EXERCISE GOAL: Reproduce the items from the start through the line containing "pixel 144 296", inclusive, replacing every "instance" with "occurrence" and leaving everything else unchanged; give only those lines.

MATERIAL PROVIDED:

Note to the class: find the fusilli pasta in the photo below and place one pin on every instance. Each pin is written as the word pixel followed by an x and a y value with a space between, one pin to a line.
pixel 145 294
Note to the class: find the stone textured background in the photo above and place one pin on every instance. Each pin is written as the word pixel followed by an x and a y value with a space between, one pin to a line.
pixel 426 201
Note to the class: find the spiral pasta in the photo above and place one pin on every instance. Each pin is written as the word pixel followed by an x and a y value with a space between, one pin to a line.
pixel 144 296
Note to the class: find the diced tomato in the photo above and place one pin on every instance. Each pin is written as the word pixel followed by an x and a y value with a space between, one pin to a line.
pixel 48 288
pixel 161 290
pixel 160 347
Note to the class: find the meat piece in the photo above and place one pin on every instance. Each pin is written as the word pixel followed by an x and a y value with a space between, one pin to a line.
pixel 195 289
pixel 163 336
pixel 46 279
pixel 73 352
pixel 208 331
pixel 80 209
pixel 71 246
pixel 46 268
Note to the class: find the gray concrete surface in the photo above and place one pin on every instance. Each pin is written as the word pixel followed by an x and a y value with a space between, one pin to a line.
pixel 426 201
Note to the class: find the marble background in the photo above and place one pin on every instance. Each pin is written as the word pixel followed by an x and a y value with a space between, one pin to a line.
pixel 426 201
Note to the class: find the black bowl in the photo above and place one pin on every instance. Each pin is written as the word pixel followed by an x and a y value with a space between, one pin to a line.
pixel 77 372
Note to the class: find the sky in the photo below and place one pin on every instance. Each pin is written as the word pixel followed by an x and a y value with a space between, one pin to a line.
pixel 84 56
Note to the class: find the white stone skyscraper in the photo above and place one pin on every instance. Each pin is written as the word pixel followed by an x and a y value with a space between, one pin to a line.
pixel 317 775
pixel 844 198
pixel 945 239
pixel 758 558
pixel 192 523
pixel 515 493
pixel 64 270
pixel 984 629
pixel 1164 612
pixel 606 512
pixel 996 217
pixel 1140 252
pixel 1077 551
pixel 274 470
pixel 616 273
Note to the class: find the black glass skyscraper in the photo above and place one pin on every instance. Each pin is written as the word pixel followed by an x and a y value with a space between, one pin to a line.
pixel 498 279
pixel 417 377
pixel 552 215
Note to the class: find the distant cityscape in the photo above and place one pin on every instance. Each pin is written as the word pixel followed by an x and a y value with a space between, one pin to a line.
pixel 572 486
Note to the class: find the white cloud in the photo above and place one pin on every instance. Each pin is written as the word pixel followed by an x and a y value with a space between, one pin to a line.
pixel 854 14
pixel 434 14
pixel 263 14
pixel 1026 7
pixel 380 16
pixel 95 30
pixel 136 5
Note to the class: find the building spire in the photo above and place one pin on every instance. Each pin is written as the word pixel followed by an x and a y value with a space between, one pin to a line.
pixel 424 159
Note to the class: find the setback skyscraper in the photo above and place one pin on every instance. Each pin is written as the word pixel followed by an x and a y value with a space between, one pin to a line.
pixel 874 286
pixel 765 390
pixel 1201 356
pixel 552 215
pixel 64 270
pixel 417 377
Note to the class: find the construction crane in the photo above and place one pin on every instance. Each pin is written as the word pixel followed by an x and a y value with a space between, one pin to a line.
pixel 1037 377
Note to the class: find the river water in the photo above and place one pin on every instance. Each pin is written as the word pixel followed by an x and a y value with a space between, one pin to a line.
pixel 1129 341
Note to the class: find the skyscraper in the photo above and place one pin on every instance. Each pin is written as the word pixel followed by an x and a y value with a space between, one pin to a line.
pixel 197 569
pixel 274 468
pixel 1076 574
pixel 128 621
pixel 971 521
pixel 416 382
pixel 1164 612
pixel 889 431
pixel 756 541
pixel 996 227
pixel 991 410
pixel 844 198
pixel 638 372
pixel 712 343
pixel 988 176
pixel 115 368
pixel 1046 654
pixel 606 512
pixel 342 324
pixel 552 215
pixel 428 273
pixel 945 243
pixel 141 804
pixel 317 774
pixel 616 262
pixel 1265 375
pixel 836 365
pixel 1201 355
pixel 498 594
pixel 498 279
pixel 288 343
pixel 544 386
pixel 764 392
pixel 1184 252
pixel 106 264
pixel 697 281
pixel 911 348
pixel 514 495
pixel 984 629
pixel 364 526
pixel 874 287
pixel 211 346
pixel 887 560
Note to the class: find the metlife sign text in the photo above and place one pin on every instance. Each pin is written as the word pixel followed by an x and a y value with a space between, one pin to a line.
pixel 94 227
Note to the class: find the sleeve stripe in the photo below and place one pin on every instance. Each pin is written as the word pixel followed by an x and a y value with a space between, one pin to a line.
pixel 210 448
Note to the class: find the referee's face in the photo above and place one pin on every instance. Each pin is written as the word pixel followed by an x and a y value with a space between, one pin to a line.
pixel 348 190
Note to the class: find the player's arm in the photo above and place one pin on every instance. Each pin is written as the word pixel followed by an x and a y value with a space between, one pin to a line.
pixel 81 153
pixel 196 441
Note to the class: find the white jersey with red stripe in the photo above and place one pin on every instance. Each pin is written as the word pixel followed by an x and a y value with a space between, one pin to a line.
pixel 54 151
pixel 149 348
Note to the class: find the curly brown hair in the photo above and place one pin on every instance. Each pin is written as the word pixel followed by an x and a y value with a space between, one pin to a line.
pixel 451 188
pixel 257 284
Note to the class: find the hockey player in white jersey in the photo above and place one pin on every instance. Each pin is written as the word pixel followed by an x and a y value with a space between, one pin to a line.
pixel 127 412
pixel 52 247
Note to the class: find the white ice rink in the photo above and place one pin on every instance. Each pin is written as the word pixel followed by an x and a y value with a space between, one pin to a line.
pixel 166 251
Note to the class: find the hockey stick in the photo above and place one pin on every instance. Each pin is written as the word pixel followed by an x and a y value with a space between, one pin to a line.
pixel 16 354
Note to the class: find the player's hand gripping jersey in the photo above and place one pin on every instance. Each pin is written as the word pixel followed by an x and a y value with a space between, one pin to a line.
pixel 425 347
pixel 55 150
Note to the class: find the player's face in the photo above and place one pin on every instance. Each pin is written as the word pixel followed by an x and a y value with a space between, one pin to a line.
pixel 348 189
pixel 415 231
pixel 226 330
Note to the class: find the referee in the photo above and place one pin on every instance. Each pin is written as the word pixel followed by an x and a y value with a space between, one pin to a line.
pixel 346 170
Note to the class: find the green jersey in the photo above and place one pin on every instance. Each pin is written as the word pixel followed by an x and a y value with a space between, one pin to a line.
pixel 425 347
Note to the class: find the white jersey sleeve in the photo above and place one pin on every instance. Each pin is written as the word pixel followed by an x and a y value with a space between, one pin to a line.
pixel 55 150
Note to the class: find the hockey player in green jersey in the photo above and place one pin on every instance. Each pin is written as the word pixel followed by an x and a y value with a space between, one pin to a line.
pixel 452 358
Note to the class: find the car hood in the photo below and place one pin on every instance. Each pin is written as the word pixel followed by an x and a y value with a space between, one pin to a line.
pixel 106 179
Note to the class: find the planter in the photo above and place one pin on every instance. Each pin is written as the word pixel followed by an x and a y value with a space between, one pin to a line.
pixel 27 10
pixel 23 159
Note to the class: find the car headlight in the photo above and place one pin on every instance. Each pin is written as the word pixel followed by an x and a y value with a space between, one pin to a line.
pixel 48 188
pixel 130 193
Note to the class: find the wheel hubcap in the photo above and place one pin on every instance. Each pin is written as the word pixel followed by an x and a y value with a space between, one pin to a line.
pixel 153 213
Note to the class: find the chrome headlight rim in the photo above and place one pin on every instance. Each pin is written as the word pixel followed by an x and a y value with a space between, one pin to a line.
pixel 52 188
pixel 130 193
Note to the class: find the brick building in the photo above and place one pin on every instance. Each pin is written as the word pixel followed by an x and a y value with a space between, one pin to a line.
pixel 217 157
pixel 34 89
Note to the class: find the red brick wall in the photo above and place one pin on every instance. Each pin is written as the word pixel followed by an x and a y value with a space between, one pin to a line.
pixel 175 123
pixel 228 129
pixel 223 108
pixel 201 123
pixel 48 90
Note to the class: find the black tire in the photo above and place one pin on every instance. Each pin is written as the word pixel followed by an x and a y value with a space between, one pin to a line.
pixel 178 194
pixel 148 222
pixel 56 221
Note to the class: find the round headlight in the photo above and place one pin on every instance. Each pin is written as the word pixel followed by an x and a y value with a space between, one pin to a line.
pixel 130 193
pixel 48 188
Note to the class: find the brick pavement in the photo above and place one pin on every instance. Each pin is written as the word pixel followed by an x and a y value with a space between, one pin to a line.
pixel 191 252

FULL RESPONSE:
Note to the class: find the fusilli pasta in the photo below and place one pin on every occurrence. Each pin is written as the word pixel followed by an x and a y value with a space between, one pin to a line.
pixel 145 294
Note to the class: find the stone textured background in the photo above and place one pin on every occurrence. Each pin is written as the word pixel followed by an x and a y value with a space between, one pin to a line.
pixel 426 201
Note to the class: find the spiral pasta in the photo above and place one pin on every occurrence. Each pin is written as the word pixel followed by an x and a y value with a space between, one pin to a line.
pixel 144 296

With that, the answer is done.